EXERCISE: Please extract every line of the material below, reproducing each one word for word and character for character.

SUPPLIED INFORMATION:
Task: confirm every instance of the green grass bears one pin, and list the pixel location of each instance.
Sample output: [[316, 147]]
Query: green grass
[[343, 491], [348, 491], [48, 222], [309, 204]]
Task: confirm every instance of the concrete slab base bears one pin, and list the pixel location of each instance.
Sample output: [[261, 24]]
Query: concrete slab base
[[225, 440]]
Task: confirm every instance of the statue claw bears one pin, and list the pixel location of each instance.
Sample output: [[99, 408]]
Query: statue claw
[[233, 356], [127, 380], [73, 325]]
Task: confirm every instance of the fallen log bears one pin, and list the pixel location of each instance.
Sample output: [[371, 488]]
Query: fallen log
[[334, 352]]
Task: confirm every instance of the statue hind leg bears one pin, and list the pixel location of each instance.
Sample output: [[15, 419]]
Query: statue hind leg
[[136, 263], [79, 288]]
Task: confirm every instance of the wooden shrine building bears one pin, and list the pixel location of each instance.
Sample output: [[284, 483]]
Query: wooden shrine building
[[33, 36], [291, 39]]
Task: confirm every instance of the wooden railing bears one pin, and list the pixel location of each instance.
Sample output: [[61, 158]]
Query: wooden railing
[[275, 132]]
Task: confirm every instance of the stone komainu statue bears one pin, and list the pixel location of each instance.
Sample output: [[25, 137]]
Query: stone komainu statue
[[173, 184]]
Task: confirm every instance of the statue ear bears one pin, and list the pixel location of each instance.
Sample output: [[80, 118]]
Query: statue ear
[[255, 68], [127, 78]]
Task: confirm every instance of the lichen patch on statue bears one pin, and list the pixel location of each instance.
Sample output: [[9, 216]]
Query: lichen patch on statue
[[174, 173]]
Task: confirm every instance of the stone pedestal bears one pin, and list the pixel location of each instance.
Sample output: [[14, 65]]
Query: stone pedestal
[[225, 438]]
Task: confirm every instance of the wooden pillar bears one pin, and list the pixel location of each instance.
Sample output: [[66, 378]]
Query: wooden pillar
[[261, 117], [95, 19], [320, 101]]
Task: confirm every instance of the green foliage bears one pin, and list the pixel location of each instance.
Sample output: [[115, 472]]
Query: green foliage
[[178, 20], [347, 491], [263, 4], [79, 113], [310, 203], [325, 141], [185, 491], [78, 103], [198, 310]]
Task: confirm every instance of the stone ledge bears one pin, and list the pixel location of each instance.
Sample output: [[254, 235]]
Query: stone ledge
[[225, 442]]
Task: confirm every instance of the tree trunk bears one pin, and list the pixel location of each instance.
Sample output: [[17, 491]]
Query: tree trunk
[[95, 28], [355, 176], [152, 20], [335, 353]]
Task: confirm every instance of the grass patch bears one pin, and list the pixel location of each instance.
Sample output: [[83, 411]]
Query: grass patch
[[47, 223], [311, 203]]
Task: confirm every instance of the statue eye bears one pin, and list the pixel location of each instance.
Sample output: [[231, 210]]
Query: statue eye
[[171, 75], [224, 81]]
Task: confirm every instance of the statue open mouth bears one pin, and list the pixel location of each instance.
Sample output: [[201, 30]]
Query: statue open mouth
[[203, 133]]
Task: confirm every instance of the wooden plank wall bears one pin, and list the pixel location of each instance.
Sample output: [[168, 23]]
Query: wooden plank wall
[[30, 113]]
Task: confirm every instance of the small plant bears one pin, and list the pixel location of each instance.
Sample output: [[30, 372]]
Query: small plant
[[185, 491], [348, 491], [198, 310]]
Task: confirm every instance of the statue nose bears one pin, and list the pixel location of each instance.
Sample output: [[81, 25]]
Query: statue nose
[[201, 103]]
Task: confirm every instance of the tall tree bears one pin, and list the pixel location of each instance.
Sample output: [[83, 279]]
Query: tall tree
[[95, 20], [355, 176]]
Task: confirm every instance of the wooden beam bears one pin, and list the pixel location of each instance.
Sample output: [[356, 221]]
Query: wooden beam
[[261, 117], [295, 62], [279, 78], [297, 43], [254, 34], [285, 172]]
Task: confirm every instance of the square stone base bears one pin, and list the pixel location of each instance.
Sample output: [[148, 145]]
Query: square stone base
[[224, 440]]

EXERCISE RESPONSE:
Task: confirm every instance of the green grass bears one pin, and list the pixel location of each instance.
Sample output: [[316, 147]]
Query: green grass
[[343, 491], [348, 491], [48, 222], [309, 204]]
Task: confirm every instance of the concrete slab base bears one pin, and list the pixel location of each instance.
Sample output: [[261, 24]]
Query: concrete slab base
[[225, 440]]
Task: confirm every instance of the statue claw bears one pin, and list the pixel location of each instance.
Sample output: [[99, 408]]
Query: statue claw
[[233, 356], [127, 380], [73, 325]]
Task: confirm every instance of the fallen log bears one pin, and list the pixel location of each instance.
Sample output: [[371, 488]]
Query: fallen log
[[334, 352]]
Task: confirm every instance of the statue hind leg bears one pin, and list the pixel location of each instance.
Sample output: [[15, 419]]
Query: statue hind leg
[[136, 263], [79, 288]]
Task: confirm every instance of the wooden shrine building bears one pin, and list the pixel location of each instance.
Sample output: [[284, 483]]
Query: wooden shrine building
[[33, 36], [291, 39]]
Task: confirm every instance of the wooden railing bears one pin, and list the pixel location of each instance.
Sample output: [[61, 158]]
Query: wooden railing
[[275, 132]]
Task: confirm every instance of the stone komainu statue bears one pin, and list the pixel location of each instance.
Sample output: [[25, 137]]
Query: stone komainu statue
[[173, 184]]
Task: confirm every instance of the statue ear bears one pin, and list the pixel location of each instance.
Sample output: [[80, 118]]
Query: statue ear
[[255, 68], [127, 78]]
Task: confirm every instance of the lichen patch on statue bears one pin, and list the pixel location of each instance.
Sample output: [[9, 216]]
Query: lichen patch on statue
[[174, 173]]
Task: confirm every instance of the stone pedestal bears one pin, and list the pixel location of each instance.
Sample output: [[14, 65]]
Query: stone pedestal
[[225, 438]]
Task: confirm every instance of the wooden pillar bears one pin, and list the pixel location of each instance.
Sample output: [[66, 378]]
Query: wooden pillar
[[261, 117], [95, 19], [320, 101]]
Task: confirm every instance of the green foliage bears one pin, and list the pixel location of each instance.
Sample output: [[115, 472]]
Query: green foliage
[[178, 20], [347, 491], [263, 4], [79, 113], [310, 203], [325, 141], [185, 491], [78, 103], [198, 310]]
Task: confirm every instance of the stone ledge bears one pin, and list the pixel location of each instance.
Sample output: [[254, 235]]
Query: stone ledge
[[225, 442]]
Task: confirm every instance of the tree trunk bears one pin, and list the pixel location of each instance.
Sample output: [[17, 491]]
Query: tree trunk
[[95, 28], [355, 176], [152, 20], [335, 353]]
Task: confirm every instance of the grass patch bears one pin, and list the pixel location of each instance.
Sample output: [[83, 411]]
Query: grass patch
[[47, 223], [311, 203]]
Task: confirm every instance of the statue eye bears one pin, and list the pixel location of each instance.
Sample output: [[231, 210]]
Query: statue eye
[[171, 75], [224, 81]]
Task: confirm every instance of the statue open mouth bears one pin, and list the pixel location of each instance.
Sample output: [[201, 30]]
Query: statue open mouth
[[203, 133]]
Task: confirm every instance of the wooden plank wall bears one pin, and list the pixel location of each instance.
Sample output: [[168, 23]]
Query: wooden plank wall
[[30, 113]]
Task: confirm every instance of the small plant bears one pin, and list the pixel location of each instance.
Sample output: [[30, 372]]
Query: small plant
[[185, 491], [348, 491], [198, 310]]
Task: confirm every instance of the statue nose bears one pin, and list the pixel location of each instance.
Sample output: [[81, 25]]
Query: statue nose
[[201, 103]]
Task: confirm every instance of the tall tree bears one pin, and list the pixel location of each instance.
Sample output: [[83, 279]]
Query: tall tree
[[95, 20], [355, 176]]
Task: confirm every instance of the wooden beam bears one pin, and list the pixel location of each instance.
Sample output: [[356, 221]]
Query: wooden beam
[[261, 117], [295, 62], [279, 78], [297, 43], [254, 34], [285, 172]]
Task: confirm every instance of the square stone base bears one pin, and list the pixel location of each instance.
Sample output: [[148, 145]]
Query: square stone base
[[224, 440]]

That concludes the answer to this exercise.